> [Short task]
Find the line that contains "Keypoint placement for each instance of the dormer" and print it and every line after it, exactly, please.

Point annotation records
-*-*-
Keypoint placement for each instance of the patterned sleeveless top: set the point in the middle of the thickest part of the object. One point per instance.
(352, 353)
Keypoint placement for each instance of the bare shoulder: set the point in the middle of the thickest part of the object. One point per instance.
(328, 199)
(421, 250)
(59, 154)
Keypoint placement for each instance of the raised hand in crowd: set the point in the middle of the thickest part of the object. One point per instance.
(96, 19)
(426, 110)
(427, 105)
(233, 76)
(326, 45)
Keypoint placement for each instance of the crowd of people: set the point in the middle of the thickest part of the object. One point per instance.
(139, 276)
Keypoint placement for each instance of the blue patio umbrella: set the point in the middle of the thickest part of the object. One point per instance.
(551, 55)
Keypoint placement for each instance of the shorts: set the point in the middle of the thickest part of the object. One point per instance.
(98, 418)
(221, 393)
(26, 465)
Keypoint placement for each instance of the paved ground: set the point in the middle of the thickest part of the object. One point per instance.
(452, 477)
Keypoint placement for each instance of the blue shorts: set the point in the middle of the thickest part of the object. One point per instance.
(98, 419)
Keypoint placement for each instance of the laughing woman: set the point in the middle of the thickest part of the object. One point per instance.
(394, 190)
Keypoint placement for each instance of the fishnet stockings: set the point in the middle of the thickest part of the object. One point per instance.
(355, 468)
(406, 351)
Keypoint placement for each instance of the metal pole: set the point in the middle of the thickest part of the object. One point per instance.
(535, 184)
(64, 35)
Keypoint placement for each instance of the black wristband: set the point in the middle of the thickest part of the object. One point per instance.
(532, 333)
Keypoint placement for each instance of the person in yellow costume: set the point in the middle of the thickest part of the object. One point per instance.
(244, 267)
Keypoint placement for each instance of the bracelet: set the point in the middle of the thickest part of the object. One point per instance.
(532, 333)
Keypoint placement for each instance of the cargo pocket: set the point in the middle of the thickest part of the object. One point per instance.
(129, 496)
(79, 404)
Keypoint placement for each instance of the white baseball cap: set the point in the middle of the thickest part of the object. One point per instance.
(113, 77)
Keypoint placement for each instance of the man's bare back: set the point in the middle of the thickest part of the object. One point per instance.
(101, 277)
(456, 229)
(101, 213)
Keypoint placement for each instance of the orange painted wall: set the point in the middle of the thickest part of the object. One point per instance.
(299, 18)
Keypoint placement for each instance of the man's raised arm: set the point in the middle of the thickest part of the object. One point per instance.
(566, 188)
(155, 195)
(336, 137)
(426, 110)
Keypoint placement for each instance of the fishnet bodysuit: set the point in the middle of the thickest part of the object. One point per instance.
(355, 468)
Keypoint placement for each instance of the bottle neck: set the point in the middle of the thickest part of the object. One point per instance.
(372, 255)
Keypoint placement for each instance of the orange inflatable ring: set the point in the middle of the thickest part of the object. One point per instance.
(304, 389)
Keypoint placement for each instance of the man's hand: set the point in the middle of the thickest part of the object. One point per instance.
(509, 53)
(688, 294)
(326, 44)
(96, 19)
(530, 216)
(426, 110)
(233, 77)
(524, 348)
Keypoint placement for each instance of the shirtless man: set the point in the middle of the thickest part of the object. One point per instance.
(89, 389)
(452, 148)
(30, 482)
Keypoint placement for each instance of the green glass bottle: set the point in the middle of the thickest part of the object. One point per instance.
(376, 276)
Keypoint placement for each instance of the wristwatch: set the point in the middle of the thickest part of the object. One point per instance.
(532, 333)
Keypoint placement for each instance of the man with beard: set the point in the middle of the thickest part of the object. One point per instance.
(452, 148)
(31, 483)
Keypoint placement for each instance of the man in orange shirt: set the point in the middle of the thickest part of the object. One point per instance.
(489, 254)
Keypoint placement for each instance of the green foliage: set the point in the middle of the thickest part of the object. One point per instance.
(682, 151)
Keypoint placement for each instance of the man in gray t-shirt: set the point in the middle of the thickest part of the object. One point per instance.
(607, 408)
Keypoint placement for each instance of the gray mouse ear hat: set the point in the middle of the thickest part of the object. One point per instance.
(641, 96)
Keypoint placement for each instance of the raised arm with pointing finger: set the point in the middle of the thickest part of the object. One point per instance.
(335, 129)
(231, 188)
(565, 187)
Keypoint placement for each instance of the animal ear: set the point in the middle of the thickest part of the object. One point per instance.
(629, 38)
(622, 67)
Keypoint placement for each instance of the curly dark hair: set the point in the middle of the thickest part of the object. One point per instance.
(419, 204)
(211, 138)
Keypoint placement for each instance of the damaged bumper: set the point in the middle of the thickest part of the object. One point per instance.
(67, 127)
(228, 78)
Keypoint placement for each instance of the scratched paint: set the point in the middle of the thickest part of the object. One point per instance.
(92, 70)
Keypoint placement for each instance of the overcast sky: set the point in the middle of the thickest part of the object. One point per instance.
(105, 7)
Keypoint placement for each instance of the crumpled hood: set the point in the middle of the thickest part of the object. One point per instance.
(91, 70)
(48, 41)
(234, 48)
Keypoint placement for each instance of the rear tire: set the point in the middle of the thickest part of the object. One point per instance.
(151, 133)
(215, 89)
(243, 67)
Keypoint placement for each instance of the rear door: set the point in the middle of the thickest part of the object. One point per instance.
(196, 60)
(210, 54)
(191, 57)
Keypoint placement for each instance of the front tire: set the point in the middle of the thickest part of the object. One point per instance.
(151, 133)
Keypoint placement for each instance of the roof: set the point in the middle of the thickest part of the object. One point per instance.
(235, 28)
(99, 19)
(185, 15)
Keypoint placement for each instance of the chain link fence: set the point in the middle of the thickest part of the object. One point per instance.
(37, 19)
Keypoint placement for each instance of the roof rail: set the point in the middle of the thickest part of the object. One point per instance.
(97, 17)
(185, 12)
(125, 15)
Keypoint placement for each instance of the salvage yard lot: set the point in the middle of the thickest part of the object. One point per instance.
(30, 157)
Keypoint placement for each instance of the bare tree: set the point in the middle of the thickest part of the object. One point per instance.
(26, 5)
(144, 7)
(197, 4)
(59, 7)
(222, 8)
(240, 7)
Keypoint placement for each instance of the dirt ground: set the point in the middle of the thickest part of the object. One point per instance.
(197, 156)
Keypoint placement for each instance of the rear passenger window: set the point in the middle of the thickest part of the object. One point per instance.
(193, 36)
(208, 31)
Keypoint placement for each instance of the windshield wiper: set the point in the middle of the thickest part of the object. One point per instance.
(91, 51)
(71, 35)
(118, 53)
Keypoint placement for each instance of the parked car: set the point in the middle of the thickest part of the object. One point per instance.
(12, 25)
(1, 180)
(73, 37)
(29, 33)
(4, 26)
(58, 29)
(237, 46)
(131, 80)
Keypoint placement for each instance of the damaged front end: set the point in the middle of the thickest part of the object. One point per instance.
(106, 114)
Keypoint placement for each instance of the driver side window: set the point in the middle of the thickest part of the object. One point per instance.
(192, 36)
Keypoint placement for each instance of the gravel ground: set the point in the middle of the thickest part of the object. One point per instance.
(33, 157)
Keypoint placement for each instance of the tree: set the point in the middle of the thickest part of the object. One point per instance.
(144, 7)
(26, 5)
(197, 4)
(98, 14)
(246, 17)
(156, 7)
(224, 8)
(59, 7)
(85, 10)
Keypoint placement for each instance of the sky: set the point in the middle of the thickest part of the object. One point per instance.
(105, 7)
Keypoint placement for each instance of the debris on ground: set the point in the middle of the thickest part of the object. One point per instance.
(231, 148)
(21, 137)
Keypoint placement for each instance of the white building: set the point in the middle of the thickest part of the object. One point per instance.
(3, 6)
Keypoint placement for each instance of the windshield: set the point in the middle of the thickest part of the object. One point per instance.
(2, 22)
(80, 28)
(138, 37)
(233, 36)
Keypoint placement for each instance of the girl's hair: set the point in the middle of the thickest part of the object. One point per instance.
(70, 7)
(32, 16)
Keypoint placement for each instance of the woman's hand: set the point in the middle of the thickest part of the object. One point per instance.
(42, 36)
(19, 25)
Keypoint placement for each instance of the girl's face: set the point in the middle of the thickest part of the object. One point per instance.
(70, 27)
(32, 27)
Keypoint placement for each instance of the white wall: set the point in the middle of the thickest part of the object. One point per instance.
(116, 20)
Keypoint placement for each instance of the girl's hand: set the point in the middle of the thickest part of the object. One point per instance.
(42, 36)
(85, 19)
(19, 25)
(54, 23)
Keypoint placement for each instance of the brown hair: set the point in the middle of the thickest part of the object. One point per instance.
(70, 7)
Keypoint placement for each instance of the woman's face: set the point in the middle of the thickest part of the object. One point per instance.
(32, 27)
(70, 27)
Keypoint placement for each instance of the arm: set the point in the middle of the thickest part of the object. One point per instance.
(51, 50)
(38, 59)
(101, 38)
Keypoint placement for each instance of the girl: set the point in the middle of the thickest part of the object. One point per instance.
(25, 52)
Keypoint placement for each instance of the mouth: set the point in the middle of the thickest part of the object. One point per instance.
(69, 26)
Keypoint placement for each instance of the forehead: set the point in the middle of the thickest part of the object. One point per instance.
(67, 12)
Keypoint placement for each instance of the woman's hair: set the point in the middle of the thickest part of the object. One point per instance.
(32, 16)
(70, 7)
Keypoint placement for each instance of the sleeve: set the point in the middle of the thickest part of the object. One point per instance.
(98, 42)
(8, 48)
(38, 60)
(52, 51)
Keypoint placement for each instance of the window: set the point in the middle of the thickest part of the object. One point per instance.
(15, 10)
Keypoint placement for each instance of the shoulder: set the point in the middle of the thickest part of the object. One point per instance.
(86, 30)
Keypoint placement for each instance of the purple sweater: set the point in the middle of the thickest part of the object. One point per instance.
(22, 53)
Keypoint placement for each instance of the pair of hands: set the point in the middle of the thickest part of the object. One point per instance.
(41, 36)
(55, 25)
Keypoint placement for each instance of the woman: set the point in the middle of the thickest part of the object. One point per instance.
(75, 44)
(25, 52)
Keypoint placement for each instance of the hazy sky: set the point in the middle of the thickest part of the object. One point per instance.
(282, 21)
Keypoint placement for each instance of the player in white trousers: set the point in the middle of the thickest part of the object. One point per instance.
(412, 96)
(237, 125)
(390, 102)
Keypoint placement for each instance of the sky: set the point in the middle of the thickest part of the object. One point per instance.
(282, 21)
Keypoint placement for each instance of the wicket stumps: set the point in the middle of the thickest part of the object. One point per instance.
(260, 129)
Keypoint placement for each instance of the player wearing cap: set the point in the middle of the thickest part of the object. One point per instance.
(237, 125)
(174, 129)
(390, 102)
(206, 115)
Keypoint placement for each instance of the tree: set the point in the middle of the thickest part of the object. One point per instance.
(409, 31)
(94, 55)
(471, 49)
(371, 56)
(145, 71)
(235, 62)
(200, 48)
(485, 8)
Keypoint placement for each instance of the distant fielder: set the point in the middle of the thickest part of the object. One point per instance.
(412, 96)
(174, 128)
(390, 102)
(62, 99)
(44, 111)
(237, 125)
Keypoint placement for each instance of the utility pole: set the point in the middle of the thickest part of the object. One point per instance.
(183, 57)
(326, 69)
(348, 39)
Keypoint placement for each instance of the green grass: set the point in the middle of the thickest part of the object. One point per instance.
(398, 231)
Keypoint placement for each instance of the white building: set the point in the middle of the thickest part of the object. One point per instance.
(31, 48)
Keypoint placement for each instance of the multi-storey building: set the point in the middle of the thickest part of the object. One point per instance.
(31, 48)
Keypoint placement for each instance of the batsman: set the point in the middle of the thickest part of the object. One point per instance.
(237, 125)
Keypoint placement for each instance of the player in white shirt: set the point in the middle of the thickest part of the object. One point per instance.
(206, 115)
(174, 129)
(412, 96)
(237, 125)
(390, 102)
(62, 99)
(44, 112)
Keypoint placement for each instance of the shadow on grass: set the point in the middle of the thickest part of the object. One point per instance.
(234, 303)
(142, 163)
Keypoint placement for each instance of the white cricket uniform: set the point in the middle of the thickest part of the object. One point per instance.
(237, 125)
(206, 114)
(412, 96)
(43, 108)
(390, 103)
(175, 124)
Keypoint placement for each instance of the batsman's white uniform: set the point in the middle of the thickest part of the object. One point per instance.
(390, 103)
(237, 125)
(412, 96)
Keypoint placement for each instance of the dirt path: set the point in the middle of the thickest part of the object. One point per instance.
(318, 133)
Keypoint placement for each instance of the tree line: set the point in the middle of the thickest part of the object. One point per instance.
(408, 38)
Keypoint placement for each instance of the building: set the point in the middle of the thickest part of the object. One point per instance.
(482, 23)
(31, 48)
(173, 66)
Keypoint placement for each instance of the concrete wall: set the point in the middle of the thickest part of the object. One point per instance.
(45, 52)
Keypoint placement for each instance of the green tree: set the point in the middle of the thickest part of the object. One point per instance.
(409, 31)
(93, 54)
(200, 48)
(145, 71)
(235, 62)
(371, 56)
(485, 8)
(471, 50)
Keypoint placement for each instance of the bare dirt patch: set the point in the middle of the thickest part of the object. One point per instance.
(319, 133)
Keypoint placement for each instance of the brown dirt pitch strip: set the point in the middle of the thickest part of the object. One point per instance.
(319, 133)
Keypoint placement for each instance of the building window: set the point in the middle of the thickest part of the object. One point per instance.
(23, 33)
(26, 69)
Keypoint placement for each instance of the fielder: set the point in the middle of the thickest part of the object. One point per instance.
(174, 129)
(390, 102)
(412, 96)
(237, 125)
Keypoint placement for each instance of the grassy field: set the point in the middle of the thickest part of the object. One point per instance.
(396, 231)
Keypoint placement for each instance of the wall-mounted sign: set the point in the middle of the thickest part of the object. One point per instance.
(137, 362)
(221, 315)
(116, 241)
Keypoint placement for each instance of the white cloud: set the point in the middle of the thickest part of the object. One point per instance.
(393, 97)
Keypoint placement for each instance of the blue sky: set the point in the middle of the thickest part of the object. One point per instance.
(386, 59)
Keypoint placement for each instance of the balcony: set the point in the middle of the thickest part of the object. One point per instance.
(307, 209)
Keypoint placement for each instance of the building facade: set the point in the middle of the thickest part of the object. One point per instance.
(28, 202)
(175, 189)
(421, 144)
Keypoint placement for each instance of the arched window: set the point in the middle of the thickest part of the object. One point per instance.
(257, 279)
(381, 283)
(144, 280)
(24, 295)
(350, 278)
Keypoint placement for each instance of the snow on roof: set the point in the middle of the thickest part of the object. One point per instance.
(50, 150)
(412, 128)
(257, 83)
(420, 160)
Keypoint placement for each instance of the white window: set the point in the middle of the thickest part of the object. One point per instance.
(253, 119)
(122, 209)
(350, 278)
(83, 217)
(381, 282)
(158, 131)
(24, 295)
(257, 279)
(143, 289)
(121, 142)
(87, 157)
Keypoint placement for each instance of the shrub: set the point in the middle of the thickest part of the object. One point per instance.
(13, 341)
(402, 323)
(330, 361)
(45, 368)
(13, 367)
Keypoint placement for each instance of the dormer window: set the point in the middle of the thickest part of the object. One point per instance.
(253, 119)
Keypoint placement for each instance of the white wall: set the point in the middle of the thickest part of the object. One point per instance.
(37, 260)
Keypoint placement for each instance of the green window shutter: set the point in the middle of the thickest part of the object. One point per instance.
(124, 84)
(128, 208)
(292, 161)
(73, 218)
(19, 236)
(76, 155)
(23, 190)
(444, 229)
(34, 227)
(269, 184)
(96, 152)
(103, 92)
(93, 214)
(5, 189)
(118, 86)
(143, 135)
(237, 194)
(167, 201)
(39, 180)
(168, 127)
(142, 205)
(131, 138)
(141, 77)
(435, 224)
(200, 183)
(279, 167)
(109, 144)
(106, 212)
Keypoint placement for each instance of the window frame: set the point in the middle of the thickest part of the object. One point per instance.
-*-*-
> [Finished task]
Keypoint placement for each instance of the dormer window: set the point in the middle of the thickest part of the object. One point per instance.
(253, 119)
Keypoint placement for each instance of the white wall: set the point in the middle of the thickest part of the object. One point per instance.
(37, 260)
Keypoint placement for each instance of the green window shutter: set the point in the middle of the thickest part of the object. One point per instance.
(124, 84)
(128, 208)
(292, 161)
(73, 218)
(19, 236)
(76, 155)
(23, 190)
(444, 229)
(34, 227)
(269, 184)
(96, 152)
(103, 92)
(93, 214)
(5, 189)
(118, 86)
(143, 135)
(237, 194)
(167, 201)
(39, 180)
(168, 127)
(142, 205)
(131, 138)
(141, 77)
(435, 224)
(200, 183)
(279, 167)
(109, 144)
(106, 212)
Keypoint placement for each instance of the window frame: set the point in the middle of the thickest part of the object. One point per instance.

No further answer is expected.